Exercices
**a)** Dans le texte sur le projet « Je cours solid’R », recopiez le passage allant de « Et ce n’est » jusqu’à « près de s’éteindre. » en remplaçant « joueurs d’échec » par « joueurs de go ».
**b)** Indiquez, s’il vous plaît, si chacune des affirmations suivantes concorde avec le texte sur le projet « Je cours solid’R ». Répondez par oui ou par non en citant les mots décisifs du texte.
(i) L’ancien professeur a enseigné à Fresnes pendant 36 ans.
(ii) Lors de la Journée olympique, les lycéens ont porté 10 personnes handicapées.
(iii) L’Ekiden de Paris est une course en relais sur 42 km.
**c)** D’après le texte sur le projet « Je cours solid’R », quel titre détient Aladji Ba ?

Extrait source
+++

Le projet "Je cours solid’R" des lycéens de Jean-Renoir Bondy
Cette transmission, cet ancien prof passé par les trois départements de l’académie de Créteil, à Fontainebleau, à Fresnes pendant 36 ans et donc à Noisy-le-Grand, la met aussi en œuvre sur le terrain. Voilà deux ans que le jeune retraité s’est mis en lien avec d’autres profs de sport de la jeune génération pour dynamiser les actions locales autour des Jeux.
Avec Frédéric Tisseau, un enseignant d’EPS de la cité scolaire Jean-Renoir de Bondy, ils étaient faits pour s’entendre : le projet de l’un, « Je cours Solid’R », une équipe de lycéens poussant des joëlettes sur des courses, devait forcément résonner avec la philosophie de l’autre. Le dernier fait d’armes de ces élèves de 15 ou 16 ans : avoir porté 5 personnes handicapées lors de la Journée olympique du 23 juin, avec une arrivée en fanfare place de la Concorde. « Quand tu vois ça, tu te dis que certains jeunes ont déjà tout compris au principe de solidarité et de partage et que ce sont eux les meilleurs ambassadeurs », s’émeut Christian Cordier qui mûrit déjà avec son acolyte la prochaine sortie de leur équipe de choc. Le 3 novembre, pour l’Ekiden de Paris (une course en relais sur 42 km), il est ainsi prévu que ces jeunes Bondynois courent à nouveau aux côtés de personnes handicapées, avec un VIP en plus : Aladji Ba, vice champion d’Europe du 400m non-voyant.
Et ce n’est pas tout. A la manière des joueurs d’échec, le frétillant Christian Cordier a toujours un coup d’avance. Lui qui court par monts et par vaux rêverait que ses jeunes Séquanodionysiens aient un jour les honneurs de la flamme olympique qui tôt ou tard traversera le département. « Quelle plus belle image pourrait-il y avoir que celle-là : des jeunes de Seine-Saint-Denis portant la flamme de Jeux qui vont se dérouler en grande partie chez eux… », lance-t-il, enthousiaste. Notez que la flamme, ce féru de course à pied l’a déjà dans les yeux. Et elle n’est pas près de s’éteindre.

+++

Données extraites
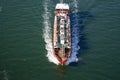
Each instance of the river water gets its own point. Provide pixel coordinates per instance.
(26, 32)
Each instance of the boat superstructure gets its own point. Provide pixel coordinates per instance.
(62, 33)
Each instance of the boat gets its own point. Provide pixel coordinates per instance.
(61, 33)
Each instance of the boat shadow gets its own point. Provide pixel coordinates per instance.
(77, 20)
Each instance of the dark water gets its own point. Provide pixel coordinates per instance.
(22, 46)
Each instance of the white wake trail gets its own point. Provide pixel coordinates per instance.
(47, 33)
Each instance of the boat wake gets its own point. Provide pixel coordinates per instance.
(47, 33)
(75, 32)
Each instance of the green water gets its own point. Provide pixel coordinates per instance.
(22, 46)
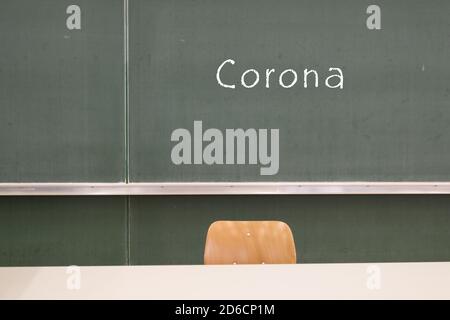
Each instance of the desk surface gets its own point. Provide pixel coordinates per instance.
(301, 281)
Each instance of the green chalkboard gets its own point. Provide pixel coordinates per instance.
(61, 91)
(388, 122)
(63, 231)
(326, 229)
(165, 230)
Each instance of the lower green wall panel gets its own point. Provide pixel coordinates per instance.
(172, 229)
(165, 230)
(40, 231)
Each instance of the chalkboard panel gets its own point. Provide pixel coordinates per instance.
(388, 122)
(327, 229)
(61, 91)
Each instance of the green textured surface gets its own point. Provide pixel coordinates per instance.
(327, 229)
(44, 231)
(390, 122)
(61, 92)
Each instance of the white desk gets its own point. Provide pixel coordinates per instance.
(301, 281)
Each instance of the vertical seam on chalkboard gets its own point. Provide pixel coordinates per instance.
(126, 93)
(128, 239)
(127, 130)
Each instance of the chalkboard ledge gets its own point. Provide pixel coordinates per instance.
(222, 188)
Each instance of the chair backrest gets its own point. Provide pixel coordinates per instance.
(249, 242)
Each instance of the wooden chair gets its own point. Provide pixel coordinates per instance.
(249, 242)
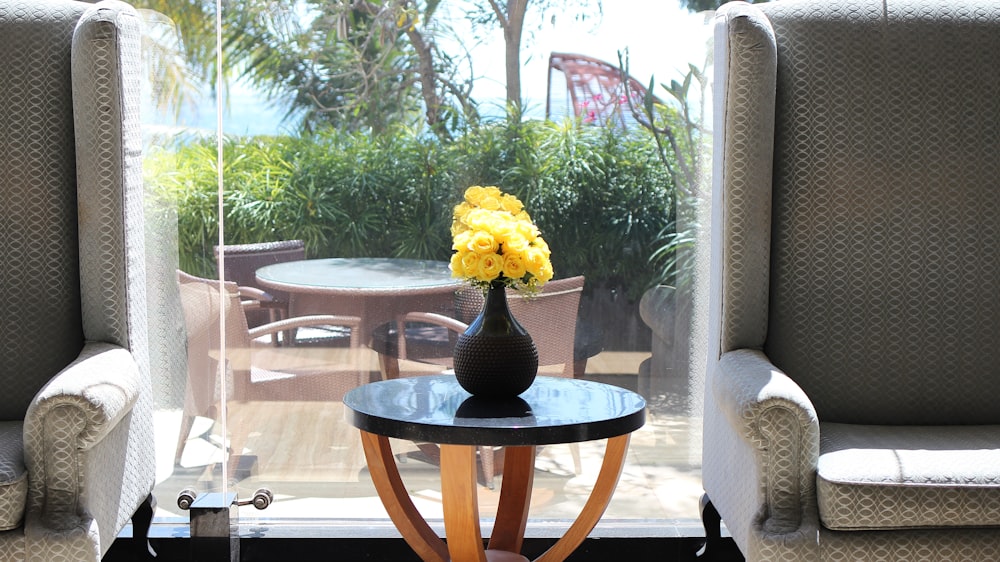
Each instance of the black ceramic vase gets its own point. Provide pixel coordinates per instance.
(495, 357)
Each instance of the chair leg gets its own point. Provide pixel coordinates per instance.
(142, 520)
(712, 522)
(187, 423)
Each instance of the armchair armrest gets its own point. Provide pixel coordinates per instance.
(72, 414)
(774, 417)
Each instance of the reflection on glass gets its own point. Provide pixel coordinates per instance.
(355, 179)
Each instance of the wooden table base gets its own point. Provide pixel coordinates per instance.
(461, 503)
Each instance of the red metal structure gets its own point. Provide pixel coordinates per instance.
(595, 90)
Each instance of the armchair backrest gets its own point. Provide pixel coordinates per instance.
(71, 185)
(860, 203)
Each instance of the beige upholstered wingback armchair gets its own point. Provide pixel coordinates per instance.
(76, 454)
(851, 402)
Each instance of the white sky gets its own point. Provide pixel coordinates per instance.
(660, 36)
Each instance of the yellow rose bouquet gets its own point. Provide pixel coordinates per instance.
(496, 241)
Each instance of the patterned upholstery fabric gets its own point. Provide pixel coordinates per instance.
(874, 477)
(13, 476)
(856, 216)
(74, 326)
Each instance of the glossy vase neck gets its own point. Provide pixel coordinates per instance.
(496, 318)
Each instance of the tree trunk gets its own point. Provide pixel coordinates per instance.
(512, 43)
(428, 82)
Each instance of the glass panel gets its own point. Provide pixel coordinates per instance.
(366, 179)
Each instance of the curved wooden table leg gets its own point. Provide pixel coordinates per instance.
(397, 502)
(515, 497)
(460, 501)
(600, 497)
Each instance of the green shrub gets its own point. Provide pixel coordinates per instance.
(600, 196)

+++

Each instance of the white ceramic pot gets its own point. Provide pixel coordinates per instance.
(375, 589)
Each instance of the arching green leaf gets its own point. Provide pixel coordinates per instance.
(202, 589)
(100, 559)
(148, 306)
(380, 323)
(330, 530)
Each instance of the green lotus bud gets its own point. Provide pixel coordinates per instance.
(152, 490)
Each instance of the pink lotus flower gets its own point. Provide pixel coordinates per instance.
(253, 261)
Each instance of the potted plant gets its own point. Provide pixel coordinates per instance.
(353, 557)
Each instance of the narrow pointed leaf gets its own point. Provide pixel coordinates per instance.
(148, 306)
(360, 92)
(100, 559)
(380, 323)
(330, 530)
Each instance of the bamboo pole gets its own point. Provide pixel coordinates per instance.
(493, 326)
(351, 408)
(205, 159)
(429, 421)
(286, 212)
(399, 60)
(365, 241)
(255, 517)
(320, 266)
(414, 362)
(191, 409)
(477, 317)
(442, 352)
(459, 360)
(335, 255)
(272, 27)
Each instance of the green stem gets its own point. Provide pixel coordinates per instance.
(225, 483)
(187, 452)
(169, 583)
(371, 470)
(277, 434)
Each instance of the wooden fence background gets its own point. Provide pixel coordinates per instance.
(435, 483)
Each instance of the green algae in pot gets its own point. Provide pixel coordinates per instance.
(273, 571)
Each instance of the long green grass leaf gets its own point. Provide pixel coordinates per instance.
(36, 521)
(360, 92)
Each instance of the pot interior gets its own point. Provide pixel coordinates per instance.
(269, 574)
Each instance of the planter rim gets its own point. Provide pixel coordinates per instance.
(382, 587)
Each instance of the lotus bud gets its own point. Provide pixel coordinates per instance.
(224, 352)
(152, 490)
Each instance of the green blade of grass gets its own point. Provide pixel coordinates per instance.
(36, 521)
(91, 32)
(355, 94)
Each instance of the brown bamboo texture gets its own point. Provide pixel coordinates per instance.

+++

Corrigé par exercice
**a)**
Et ce n’est pas tout. A la manière des joueurs de go, le frétillant Christian Cordier a toujours un coup d’avance. Lui qui court par monts et par vaux rêverait que ses jeunes Séquanodionysiens aient un jour les honneurs de la flamme olympique qui tôt ou tard traversera le département. « Quelle plus belle image pourrait-il y avoir que celle-là : des jeunes de Seine-Saint-Denis portant la flamme de Jeux qui vont se dérouler en grande partie chez eux… », lance-t-il, enthousiaste. Notez que la flamme, ce féru de course à pied l’a déjà dans les yeux. Et elle n’est pas près de s’éteindre.

**b)**
(i) Oui : « à Fresnes pendant 36 ans ».
(ii) Non : « avoir porté 5 personnes handicapées lors de la Journée olympique du 23 juin ».
(iii) Oui : « une course en relais sur 42 km ».

**c)** Vice champion d’Europe du 400m non-voyant.